TO BE DONE |
Convert the data below into a two-column CSV with the header row request,answer. Give one row per request: put the request text and its answer each in a single quoted field, and replace any line breaks with spaces.

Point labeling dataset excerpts

====================

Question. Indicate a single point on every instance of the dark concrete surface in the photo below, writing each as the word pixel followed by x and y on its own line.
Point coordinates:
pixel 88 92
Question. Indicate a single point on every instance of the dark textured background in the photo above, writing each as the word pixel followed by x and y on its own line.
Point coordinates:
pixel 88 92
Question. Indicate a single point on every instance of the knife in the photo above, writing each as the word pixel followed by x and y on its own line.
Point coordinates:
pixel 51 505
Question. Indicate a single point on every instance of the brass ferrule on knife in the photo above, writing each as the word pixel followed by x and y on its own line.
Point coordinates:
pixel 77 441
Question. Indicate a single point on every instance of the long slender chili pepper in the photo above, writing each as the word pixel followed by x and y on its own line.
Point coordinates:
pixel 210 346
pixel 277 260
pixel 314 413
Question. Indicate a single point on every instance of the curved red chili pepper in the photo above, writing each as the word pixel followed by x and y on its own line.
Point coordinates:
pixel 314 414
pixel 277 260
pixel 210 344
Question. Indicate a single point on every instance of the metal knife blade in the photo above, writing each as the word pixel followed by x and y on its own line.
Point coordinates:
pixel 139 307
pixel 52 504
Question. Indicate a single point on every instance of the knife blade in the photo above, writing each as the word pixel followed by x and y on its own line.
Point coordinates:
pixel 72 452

====================

RESPONSE FOR THIS EXERCISE |
request,answer
"Question. Indicate a single point on every instance of the dark concrete surface in the photo below, writing each as the word pixel followed by x and y on its own line. Point coordinates:","pixel 88 92"
"Question. Indicate a single point on every instance of the dark textured background in the photo above, writing each as the word pixel followed by x and y on its own line. Point coordinates:","pixel 88 92"
"Question. Indicate a single point on every instance of the knife in the photo above, writing each as the word pixel followed by x and y on its own line. Point coordinates:","pixel 51 505"
"Question. Indicate a single point on every instance of the brass ferrule on knife in the photo above, writing each as the word pixel followed by x and y on its own line. Point coordinates:","pixel 77 441"
"Question. Indicate a single point on every instance of the long slender chili pepper in the photo above, writing each as the word pixel followed by x and y on its own line. Point coordinates:","pixel 210 346 pixel 277 260 pixel 314 413"
"Question. Indicate a single point on every instance of the curved red chili pepper in the photo above, writing each as the word pixel followed by x and y on its own line. Point coordinates:","pixel 314 414 pixel 277 260 pixel 210 344"
"Question. Indicate a single point on every instance of the metal knife blade in the photo above, writing each as the word pixel followed by x and y on its own line. Point coordinates:","pixel 139 307 pixel 52 504"
"Question. Indicate a single point on every instance of the knife blade in the photo above, writing each as the word pixel followed by x and y on its own line. Point coordinates:","pixel 72 452"